START Raw records

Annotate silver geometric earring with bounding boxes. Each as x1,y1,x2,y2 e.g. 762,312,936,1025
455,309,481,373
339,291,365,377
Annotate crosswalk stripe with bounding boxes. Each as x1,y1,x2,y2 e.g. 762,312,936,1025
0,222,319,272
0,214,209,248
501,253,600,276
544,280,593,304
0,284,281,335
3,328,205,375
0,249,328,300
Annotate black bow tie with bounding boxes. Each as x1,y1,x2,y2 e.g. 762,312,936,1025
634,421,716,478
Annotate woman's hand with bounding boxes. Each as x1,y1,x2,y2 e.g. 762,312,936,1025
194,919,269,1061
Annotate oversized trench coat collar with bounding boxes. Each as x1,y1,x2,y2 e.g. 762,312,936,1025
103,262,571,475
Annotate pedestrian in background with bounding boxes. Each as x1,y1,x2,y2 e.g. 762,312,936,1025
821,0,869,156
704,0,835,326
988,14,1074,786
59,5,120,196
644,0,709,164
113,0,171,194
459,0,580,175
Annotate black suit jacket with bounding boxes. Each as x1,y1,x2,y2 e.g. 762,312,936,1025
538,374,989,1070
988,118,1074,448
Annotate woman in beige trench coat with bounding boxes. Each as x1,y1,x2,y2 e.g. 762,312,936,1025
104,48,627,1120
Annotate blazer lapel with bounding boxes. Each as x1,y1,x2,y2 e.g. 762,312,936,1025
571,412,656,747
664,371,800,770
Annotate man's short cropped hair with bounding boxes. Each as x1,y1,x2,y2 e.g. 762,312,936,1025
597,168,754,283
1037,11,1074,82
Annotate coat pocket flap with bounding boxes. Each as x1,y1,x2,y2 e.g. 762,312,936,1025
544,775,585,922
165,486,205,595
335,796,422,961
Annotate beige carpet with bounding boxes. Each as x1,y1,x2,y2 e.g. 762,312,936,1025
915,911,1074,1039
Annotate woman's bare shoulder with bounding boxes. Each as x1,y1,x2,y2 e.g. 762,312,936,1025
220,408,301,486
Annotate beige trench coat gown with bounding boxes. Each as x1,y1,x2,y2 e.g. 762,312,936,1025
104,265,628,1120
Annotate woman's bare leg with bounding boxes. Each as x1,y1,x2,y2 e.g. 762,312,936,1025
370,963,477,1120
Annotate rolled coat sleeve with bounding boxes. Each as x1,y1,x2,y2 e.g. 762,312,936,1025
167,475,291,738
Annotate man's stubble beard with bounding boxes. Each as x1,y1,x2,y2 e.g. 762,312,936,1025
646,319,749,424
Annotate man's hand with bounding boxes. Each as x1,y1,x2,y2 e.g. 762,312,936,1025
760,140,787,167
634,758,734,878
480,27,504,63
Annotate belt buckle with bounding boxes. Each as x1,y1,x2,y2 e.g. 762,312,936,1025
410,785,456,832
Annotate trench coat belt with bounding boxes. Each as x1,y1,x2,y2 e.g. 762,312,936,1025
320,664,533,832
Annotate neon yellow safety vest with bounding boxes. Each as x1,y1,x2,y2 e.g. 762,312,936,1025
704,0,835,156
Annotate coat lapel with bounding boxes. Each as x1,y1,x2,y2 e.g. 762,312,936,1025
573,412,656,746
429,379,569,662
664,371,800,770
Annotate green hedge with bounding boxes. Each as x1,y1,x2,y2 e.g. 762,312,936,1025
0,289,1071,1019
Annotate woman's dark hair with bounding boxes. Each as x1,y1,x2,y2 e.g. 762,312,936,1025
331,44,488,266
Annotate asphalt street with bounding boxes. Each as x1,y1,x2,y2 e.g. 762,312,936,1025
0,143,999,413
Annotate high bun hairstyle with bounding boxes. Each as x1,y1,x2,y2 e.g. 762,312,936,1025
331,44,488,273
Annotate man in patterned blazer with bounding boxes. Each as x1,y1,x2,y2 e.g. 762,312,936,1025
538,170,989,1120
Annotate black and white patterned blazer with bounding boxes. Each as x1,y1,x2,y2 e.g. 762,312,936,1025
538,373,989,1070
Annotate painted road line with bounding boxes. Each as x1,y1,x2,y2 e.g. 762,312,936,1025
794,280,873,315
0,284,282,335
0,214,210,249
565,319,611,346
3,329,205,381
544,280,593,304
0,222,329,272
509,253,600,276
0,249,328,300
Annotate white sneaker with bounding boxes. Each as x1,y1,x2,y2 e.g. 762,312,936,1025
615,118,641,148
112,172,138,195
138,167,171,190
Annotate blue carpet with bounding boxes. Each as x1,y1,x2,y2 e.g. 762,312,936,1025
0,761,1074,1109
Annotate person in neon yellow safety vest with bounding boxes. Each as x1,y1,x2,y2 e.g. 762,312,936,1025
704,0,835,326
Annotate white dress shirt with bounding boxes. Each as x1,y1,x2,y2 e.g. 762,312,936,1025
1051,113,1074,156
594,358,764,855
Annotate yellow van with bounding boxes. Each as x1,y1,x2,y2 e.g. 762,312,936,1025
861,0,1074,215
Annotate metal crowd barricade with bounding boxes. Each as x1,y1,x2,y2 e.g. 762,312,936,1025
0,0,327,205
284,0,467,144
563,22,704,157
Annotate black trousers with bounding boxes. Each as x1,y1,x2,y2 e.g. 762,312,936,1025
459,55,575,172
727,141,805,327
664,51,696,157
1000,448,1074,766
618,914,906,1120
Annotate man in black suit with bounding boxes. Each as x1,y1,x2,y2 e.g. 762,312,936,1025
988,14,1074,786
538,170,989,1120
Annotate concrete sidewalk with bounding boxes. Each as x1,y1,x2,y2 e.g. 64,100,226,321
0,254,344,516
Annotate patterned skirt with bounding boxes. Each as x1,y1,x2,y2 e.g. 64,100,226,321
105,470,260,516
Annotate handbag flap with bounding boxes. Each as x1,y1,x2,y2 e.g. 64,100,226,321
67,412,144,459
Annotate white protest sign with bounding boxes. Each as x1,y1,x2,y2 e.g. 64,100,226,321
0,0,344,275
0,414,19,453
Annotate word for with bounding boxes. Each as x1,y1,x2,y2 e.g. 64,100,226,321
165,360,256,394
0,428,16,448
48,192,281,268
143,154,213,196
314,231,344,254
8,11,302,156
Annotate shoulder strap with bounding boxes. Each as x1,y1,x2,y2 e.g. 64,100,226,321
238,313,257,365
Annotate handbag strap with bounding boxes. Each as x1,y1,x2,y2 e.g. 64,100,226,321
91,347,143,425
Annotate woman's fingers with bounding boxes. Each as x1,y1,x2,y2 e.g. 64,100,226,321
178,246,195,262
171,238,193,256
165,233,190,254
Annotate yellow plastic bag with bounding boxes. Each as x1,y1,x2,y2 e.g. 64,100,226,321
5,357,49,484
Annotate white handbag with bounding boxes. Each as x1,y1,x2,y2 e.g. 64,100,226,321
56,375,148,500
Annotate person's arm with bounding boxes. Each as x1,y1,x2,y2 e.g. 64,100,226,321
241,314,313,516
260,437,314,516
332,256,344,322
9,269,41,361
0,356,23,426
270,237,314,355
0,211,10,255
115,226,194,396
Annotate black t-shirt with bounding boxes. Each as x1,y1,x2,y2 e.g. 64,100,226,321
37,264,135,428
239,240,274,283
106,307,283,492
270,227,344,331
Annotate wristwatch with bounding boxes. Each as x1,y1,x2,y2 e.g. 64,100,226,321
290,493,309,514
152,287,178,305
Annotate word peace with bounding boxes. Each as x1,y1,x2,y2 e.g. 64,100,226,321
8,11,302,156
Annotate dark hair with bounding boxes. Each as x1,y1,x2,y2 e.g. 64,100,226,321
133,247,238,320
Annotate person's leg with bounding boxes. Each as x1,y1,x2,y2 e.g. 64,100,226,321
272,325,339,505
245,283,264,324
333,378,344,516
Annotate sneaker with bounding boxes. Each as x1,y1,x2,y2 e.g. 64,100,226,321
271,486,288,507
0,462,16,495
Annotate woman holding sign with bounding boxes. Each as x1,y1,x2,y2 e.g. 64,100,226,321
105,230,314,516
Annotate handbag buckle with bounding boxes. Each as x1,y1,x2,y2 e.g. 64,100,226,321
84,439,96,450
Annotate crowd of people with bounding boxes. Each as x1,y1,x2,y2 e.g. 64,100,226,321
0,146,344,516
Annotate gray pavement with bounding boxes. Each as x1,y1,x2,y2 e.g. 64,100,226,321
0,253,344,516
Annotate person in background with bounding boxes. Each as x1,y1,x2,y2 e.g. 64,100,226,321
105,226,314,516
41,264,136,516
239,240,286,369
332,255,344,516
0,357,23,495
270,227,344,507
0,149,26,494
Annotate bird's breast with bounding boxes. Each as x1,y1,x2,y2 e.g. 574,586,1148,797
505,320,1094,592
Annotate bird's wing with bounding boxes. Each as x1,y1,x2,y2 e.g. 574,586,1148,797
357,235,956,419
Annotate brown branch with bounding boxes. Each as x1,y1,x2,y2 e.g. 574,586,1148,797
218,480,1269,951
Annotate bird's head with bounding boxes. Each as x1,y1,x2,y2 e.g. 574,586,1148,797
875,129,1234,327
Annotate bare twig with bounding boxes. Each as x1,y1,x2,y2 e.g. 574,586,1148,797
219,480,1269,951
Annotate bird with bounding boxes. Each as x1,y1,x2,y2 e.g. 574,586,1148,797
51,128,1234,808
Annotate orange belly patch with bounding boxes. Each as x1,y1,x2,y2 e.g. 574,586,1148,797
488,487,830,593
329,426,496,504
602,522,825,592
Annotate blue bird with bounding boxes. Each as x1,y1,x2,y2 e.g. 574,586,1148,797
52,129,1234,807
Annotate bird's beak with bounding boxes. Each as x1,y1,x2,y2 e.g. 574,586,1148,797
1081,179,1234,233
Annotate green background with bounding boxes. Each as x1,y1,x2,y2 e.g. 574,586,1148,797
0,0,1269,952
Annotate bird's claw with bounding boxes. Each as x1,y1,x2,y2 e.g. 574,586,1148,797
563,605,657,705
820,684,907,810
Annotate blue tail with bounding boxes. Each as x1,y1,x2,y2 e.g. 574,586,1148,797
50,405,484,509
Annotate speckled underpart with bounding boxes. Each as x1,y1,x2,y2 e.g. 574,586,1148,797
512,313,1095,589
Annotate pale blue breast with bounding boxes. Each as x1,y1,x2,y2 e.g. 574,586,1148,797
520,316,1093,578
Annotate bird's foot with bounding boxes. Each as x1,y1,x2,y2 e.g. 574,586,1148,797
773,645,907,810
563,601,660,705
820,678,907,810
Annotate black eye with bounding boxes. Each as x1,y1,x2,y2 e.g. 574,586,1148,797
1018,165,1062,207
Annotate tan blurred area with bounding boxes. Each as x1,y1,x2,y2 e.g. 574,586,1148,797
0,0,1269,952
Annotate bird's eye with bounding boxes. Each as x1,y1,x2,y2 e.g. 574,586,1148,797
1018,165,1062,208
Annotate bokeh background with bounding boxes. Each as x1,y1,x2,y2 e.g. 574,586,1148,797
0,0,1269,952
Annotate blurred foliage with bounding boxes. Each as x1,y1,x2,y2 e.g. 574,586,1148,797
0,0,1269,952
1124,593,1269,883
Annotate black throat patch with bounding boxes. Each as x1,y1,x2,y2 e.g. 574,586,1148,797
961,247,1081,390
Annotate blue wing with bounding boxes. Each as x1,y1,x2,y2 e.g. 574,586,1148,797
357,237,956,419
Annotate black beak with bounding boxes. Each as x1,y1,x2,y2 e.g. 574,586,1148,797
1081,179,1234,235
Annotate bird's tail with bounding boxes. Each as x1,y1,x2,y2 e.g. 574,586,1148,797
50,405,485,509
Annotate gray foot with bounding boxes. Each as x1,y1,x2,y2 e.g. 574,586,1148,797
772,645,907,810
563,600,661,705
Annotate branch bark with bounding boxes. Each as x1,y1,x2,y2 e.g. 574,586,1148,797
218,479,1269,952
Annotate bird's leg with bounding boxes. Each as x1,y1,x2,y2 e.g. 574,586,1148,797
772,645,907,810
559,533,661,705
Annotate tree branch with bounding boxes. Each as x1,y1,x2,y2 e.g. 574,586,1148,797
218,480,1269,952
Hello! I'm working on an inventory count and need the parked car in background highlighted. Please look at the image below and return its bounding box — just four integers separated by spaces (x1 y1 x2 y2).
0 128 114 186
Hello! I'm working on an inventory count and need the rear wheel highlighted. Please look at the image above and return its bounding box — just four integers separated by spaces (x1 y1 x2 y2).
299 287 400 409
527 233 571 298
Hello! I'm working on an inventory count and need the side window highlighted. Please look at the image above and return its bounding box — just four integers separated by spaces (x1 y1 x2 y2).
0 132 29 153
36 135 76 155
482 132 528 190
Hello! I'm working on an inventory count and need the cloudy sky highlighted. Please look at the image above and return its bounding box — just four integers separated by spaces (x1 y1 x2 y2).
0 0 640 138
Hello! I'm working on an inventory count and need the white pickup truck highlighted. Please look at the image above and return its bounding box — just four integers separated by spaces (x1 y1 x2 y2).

END Raw records

## Task details
Arrange the stretch of lines from the one containing "Annotate blurred foliage" through the one containing "218,479,1269,952" as a numbered list, leaving out blank lines.

## Exercise output
1. Annotate blurred foliage with bounding boxes. Each as x1,y1,x2,y2 e.g. 574,586,1148,797
2. 0,0,1269,952
3. 1124,593,1269,883
4. Annotate black throat patch with bounding boxes. Each as x1,y1,x2,y2 e.g. 574,586,1148,797
5. 961,247,1081,390
6. Annotate blue wing with bounding boxes. Each as x1,y1,x2,y2 e.g. 574,586,1148,797
7. 357,237,956,419
8. Annotate black beak with bounding boxes. Each as x1,y1,x2,y2 e.g. 574,586,1148,797
9. 1081,179,1234,235
10. Annotate bird's tail with bounding boxes. Each as x1,y1,x2,y2 e.g. 574,586,1148,797
11. 50,405,485,509
12. Annotate gray foot with bounding boxes. Each as x1,y1,x2,y2 e.g. 574,586,1148,797
13. 772,645,907,810
14. 563,600,661,705
15. Annotate branch bark with bounding boxes. Each as x1,y1,x2,y2 e.g. 574,586,1148,797
16. 218,479,1269,952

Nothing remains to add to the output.